[[ EXERCISE MATERIALS open ]]

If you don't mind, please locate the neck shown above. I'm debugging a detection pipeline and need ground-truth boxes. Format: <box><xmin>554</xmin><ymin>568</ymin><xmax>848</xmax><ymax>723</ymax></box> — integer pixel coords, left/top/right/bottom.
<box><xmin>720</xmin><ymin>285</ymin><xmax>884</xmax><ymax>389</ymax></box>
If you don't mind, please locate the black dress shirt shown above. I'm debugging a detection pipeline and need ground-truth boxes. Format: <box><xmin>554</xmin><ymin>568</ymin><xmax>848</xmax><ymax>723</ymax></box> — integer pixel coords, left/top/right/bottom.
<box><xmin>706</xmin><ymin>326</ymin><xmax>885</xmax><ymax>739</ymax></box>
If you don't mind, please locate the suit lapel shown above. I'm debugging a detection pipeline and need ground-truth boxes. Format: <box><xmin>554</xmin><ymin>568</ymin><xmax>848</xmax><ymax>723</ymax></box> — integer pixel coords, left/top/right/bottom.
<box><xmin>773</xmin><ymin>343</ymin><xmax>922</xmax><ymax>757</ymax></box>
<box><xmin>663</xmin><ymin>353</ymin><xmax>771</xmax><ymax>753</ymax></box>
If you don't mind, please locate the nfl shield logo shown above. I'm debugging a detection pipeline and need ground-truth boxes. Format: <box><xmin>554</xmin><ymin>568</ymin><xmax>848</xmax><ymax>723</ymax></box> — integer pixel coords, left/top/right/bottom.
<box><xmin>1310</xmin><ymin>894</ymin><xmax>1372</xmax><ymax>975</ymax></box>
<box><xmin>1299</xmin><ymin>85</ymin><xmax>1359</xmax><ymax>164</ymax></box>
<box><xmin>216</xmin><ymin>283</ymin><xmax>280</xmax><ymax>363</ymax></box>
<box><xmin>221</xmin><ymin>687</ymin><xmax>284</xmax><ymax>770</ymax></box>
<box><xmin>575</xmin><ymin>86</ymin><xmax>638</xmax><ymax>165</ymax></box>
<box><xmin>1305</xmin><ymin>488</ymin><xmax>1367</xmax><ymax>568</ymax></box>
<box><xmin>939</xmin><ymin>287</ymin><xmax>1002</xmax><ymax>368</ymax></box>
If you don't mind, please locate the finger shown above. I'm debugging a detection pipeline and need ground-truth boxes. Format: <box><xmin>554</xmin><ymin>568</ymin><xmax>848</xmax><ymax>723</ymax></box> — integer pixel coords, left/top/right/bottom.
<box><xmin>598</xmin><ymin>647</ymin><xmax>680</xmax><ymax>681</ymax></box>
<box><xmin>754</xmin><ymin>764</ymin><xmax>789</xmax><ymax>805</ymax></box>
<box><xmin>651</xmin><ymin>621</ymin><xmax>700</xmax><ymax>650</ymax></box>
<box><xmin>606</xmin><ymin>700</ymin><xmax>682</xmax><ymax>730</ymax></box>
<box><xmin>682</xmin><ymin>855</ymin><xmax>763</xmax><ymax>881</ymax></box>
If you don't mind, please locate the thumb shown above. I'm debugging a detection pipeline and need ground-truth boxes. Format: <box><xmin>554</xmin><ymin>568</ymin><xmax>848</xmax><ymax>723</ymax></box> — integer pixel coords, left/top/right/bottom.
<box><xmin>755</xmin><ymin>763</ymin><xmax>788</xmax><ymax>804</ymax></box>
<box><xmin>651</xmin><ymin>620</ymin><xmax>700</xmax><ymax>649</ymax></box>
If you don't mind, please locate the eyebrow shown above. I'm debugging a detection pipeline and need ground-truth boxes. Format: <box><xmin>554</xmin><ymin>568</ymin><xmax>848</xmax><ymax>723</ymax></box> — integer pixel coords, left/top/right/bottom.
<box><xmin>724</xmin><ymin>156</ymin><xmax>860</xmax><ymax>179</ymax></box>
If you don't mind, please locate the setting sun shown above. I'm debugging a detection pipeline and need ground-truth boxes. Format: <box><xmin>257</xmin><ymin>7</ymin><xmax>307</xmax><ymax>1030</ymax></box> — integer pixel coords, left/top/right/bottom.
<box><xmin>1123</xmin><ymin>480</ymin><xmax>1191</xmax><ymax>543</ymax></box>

[[ EXERCISE MATERIALS closed ]]

# [YOUR INSTRUCTIONS]
Your reply should contain every record, unchanged and complete.

# [FINISHED EXERCISE]
If you don't mind, please locate the neck shown above. I'm debugging a detection pipeline and need ground-truth boxes. Format: <box><xmin>554</xmin><ymin>568</ymin><xmax>848</xmax><ymax>723</ymax></box> — integer pixel coords, left/top/right/bottom.
<box><xmin>720</xmin><ymin>285</ymin><xmax>884</xmax><ymax>389</ymax></box>
If you don't mind, please locate the black dress shirt shown above. I'm debugging a detection pipeline and need ground-truth boxes. Format: <box><xmin>554</xmin><ymin>568</ymin><xmax>848</xmax><ymax>723</ymax></box> — integer pixel coords, left/top/right/bottom.
<box><xmin>706</xmin><ymin>326</ymin><xmax>885</xmax><ymax>739</ymax></box>
If you don't mind, please locate the suit lapel shown above. I'm debugging a detection pipeline and need ground-truth boxes. Format: <box><xmin>554</xmin><ymin>568</ymin><xmax>848</xmax><ymax>723</ymax></box> — integer pixel coords, left/top/right/bottom.
<box><xmin>773</xmin><ymin>343</ymin><xmax>922</xmax><ymax>757</ymax></box>
<box><xmin>663</xmin><ymin>353</ymin><xmax>771</xmax><ymax>753</ymax></box>
If you don't mind, please locate the nfl shield logo shown above. I'm debugging a detection pipeline and need ground-truth boxes. Format: <box><xmin>554</xmin><ymin>568</ymin><xmax>848</xmax><ymax>723</ymax></box> — integer pixel coords, left/top/right/bottom.
<box><xmin>1310</xmin><ymin>894</ymin><xmax>1372</xmax><ymax>975</ymax></box>
<box><xmin>1299</xmin><ymin>85</ymin><xmax>1359</xmax><ymax>164</ymax></box>
<box><xmin>216</xmin><ymin>283</ymin><xmax>280</xmax><ymax>363</ymax></box>
<box><xmin>221</xmin><ymin>687</ymin><xmax>284</xmax><ymax>770</ymax></box>
<box><xmin>575</xmin><ymin>86</ymin><xmax>638</xmax><ymax>165</ymax></box>
<box><xmin>1305</xmin><ymin>488</ymin><xmax>1367</xmax><ymax>568</ymax></box>
<box><xmin>939</xmin><ymin>287</ymin><xmax>1002</xmax><ymax>368</ymax></box>
If you don't mind, please locate the finger shown above. I'm debugging a detection pipeline and need ground-truth boxes. Format: <box><xmin>554</xmin><ymin>568</ymin><xmax>848</xmax><ymax>723</ymax></box> — integer pixel coords, left/top/right/bottom.
<box><xmin>598</xmin><ymin>647</ymin><xmax>680</xmax><ymax>681</ymax></box>
<box><xmin>754</xmin><ymin>764</ymin><xmax>789</xmax><ymax>805</ymax></box>
<box><xmin>651</xmin><ymin>621</ymin><xmax>700</xmax><ymax>650</ymax></box>
<box><xmin>606</xmin><ymin>700</ymin><xmax>682</xmax><ymax>730</ymax></box>
<box><xmin>682</xmin><ymin>855</ymin><xmax>763</xmax><ymax>881</ymax></box>
If you don't mind, please locate the thumb shown above. I'm debugging a detection pipeline and need ground-truth boxes. Format: <box><xmin>554</xmin><ymin>568</ymin><xmax>848</xmax><ymax>723</ymax></box> — integer pixel coords, left/top/right/bottom.
<box><xmin>755</xmin><ymin>763</ymin><xmax>788</xmax><ymax>804</ymax></box>
<box><xmin>651</xmin><ymin>620</ymin><xmax>700</xmax><ymax>649</ymax></box>
If you don't mind, please locate the eyebrow shown above. I'm debugging a detection pipeline and need ground-truth boxes. Format: <box><xmin>554</xmin><ymin>568</ymin><xmax>848</xmax><ymax>723</ymax></box> — integer pixel coords, left/top/right/bottom.
<box><xmin>724</xmin><ymin>156</ymin><xmax>860</xmax><ymax>179</ymax></box>
If you don't mind, please locate the setting sun shown above. I'm debugging a detection pipeline and need ground-truth boxes. Format: <box><xmin>257</xmin><ymin>7</ymin><xmax>307</xmax><ymax>1030</ymax></box> — integer pixel coords, left/top/right/bottom.
<box><xmin>1123</xmin><ymin>480</ymin><xmax>1191</xmax><ymax>543</ymax></box>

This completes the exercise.